**WHAT THE TASK REQUIRES:** Please rewrite the stretch of data from the line containing "Task: locate every wispy" through the line containing "(0, 18), (666, 342)", putting "cloud band" in place of "cloud streak" and keeping everything else the same.

**DATA FOR THE TASK:**

++++++++

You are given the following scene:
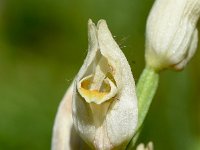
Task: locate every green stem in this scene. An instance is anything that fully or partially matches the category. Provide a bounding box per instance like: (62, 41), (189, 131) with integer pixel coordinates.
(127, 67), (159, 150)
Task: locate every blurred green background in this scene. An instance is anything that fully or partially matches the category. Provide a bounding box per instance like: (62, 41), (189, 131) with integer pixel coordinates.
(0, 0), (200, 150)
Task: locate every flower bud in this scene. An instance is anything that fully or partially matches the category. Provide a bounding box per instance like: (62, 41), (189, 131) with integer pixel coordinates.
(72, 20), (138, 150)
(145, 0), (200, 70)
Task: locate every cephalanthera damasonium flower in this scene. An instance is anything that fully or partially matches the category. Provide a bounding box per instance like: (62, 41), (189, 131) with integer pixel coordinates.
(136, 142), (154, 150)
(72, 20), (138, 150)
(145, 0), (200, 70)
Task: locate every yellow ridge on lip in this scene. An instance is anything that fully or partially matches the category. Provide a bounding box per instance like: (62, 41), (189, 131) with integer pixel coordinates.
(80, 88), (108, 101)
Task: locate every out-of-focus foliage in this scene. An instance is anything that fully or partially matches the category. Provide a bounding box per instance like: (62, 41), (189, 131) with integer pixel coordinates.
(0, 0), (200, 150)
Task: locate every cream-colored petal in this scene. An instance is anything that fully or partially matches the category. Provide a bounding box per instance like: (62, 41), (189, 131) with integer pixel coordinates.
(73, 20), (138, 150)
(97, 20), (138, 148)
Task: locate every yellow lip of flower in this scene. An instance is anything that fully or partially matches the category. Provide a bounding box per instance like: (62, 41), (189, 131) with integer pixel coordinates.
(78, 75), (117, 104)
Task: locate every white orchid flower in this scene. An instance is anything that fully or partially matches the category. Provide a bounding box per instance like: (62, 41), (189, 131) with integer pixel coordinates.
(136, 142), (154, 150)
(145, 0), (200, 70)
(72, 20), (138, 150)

++++++++

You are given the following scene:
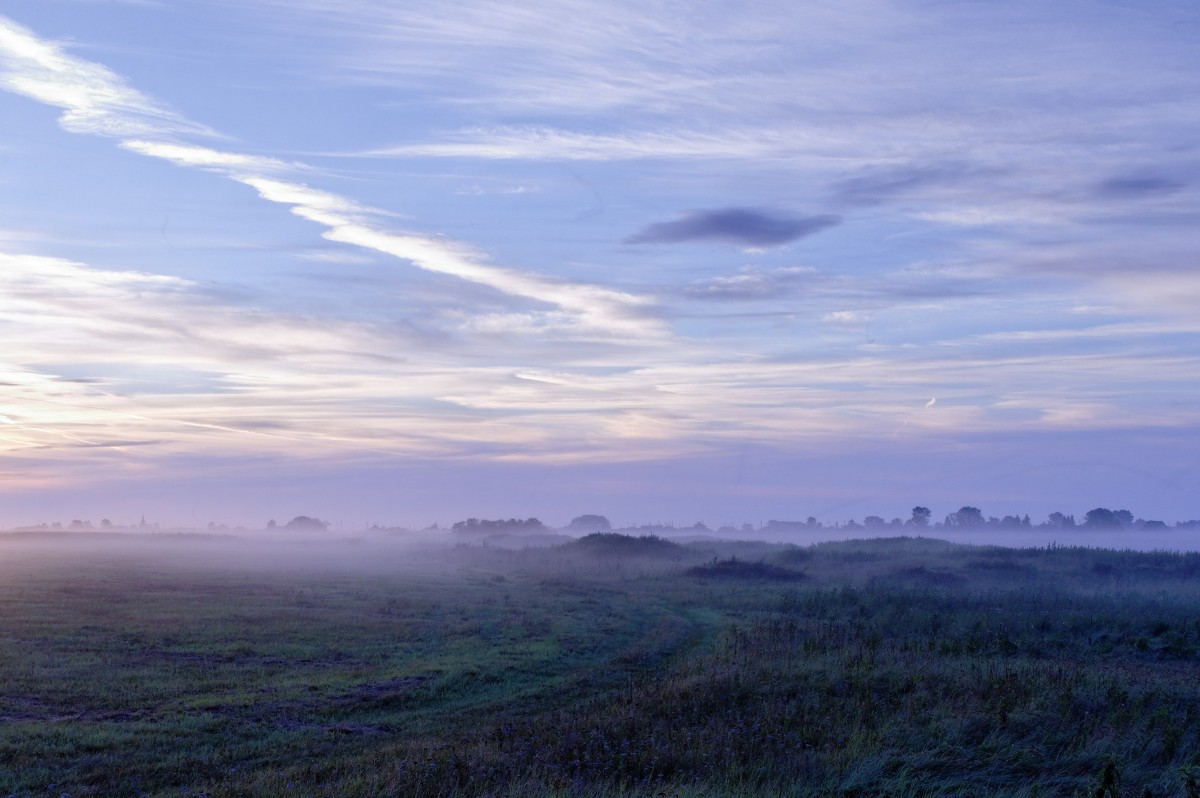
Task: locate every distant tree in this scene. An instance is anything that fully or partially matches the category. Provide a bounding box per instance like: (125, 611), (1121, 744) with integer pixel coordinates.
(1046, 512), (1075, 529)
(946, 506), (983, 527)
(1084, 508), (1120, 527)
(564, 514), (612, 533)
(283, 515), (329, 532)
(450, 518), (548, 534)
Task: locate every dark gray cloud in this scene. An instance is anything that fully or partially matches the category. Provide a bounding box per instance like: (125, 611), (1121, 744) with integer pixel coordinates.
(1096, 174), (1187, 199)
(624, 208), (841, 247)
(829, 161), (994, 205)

++++++++

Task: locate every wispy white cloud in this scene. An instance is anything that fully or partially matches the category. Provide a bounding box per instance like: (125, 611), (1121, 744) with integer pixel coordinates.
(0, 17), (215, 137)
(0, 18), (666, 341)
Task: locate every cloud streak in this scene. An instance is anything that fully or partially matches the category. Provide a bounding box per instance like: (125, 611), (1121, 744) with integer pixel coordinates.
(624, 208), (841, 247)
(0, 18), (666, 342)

++++++++

**TASK RESULT:**
Task: locate every wispy white cloud in this scene. An instance is anything that fully or partially matches the category. Provide a bounding box per instance like: (125, 611), (1121, 744) with integer pixel coordinates.
(0, 17), (215, 137)
(0, 18), (666, 341)
Task: locate every cloud band in this scene. An instance is anything that fully or partially matches the category. Provide a bounding box per instance like: (125, 611), (1121, 744) with integer pixel coordinates.
(624, 208), (841, 247)
(0, 18), (666, 342)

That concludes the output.